**TASK DIRECTIONS:** Output the material beneath exactly, leaving nothing out.

** Start RECORD LIST **

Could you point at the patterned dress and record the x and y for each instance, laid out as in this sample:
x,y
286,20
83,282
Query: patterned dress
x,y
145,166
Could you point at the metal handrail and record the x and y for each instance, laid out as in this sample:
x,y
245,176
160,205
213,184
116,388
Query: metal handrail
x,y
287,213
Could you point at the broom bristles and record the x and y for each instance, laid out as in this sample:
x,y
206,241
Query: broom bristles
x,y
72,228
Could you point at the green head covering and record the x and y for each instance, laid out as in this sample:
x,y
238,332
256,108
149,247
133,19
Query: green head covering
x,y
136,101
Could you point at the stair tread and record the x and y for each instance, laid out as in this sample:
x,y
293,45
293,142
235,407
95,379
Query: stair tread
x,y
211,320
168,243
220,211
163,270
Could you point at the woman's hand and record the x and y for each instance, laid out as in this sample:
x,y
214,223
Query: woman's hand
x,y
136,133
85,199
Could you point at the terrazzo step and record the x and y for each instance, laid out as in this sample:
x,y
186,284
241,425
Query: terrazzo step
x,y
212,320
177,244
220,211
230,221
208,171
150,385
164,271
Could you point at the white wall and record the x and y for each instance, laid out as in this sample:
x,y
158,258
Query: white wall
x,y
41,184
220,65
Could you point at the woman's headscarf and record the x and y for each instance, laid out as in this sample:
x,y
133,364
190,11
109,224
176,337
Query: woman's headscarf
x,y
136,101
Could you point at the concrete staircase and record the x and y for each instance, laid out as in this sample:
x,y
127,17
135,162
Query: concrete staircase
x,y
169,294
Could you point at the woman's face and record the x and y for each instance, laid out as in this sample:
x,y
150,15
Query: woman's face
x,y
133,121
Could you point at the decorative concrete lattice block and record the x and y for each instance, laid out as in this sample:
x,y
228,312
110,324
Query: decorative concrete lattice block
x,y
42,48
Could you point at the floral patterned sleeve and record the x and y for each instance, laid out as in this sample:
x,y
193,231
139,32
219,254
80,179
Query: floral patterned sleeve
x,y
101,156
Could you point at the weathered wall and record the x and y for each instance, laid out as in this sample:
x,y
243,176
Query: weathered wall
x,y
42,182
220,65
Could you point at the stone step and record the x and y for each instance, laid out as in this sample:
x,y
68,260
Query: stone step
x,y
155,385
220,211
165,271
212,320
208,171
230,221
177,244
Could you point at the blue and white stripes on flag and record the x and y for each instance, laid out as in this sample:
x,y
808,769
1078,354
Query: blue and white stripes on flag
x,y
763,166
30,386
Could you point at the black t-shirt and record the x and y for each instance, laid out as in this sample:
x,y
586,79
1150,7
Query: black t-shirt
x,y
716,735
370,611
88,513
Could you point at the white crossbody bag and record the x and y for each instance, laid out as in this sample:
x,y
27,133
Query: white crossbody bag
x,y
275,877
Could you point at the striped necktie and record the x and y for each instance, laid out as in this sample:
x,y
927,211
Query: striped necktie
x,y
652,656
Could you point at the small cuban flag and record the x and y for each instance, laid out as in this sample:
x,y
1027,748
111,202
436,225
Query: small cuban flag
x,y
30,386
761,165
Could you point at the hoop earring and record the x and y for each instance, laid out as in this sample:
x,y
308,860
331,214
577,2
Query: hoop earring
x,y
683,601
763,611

** End RECORD LIST **

**RESPONSE:**
Could you point at the patterned dress and record the x and y for each instance, laid out as in this sample:
x,y
286,20
83,282
Query: patterned dress
x,y
145,166
Could you point at the metal handrail and record the x and y for each instance, laid out as in this sample:
x,y
245,176
160,205
213,184
116,388
Query: metal handrail
x,y
287,213
Could you point at the broom bristles and record the x and y for each instance, laid out as in this sample:
x,y
206,241
Query: broom bristles
x,y
72,228
Could you point at the green head covering and record the x and y for each instance, laid out as in this sample:
x,y
238,332
256,108
149,247
133,19
Query: green head covering
x,y
136,101
Could you point at the stair tread and record the x and y for each instance, laid out as in this sample:
x,y
293,45
293,142
235,407
95,379
Query: stair tread
x,y
211,320
168,243
220,211
163,270
Could you point at the woman's hand and record the x and y for each instance, laid out as in this sample:
x,y
214,223
Query: woman's hand
x,y
136,133
85,199
Could you point at the terrazzo step and record the x and y for each instance, laid out as in this sample:
x,y
186,284
241,425
Query: terrazzo step
x,y
212,320
177,244
220,211
230,221
208,171
150,385
164,271
Could you point at the white wall and record the x and y for each instance, laid out as in this sample:
x,y
158,258
Query: white wall
x,y
41,184
220,65
Could you point at the woman's headscarf and record the x and y for each instance, laid out as in this sample:
x,y
133,364
190,11
109,224
176,337
Query: woman's headscarf
x,y
136,101
Could you point at the concrete staircase and record the x and y for each instance, laid out as in this sample:
x,y
127,17
135,162
Query: concrete staircase
x,y
169,294
Could you point at the woman's face and record the x and y for each instance, laid out as in this sample:
x,y
150,15
Query: woman's face
x,y
133,121
Could you point at the decorative concrete lattice block and record the x and y for each instance, laid out as in this sample:
x,y
228,312
110,324
Query: decorative concrete lattice block
x,y
42,48
Could you point at the floral patterned sleeve and record the x and y for each instance, laid out as in this sample:
x,y
193,231
139,32
219,254
80,179
Query: floral patterned sleeve
x,y
101,156
Could you point at the weathered wall and record the x and y for each instance, laid out as in this sample:
x,y
243,176
Query: weathered wall
x,y
42,182
220,65
Could you point at the stone step and record the x and y for each instance, laid out as in this sample:
x,y
68,260
Query: stone step
x,y
155,385
220,211
165,271
212,320
208,171
230,221
177,244
Could you point at the blue and white stripes on flag and record the x and y for each instance, laid out as in this sample:
x,y
808,769
1078,354
Query: blue and white stripes on flag
x,y
763,166
30,386
Could you point at the black t-shirt and record the x and y for each instance, laid out as in this sample:
x,y
586,79
1150,7
Query: black t-shirt
x,y
716,735
370,611
88,513
Could you point at the white crossbody bag and record the x and y for each instance, laid out as in this sample:
x,y
27,133
Query: white crossbody bag
x,y
275,877
Could you point at the striped necktie and record the x and y for each instance, laid out as in this sample:
x,y
927,211
Query: striped necktie
x,y
652,656
Could you point at the small cuban flag and record the x and y for each instance, laid out as in this sample:
x,y
1027,748
111,202
436,225
Query: small cuban flag
x,y
30,386
761,165
Could you point at the hoop earring and record the x and y for each instance, laid out as in this sample:
x,y
308,860
331,214
577,2
Query: hoop earring
x,y
683,601
763,611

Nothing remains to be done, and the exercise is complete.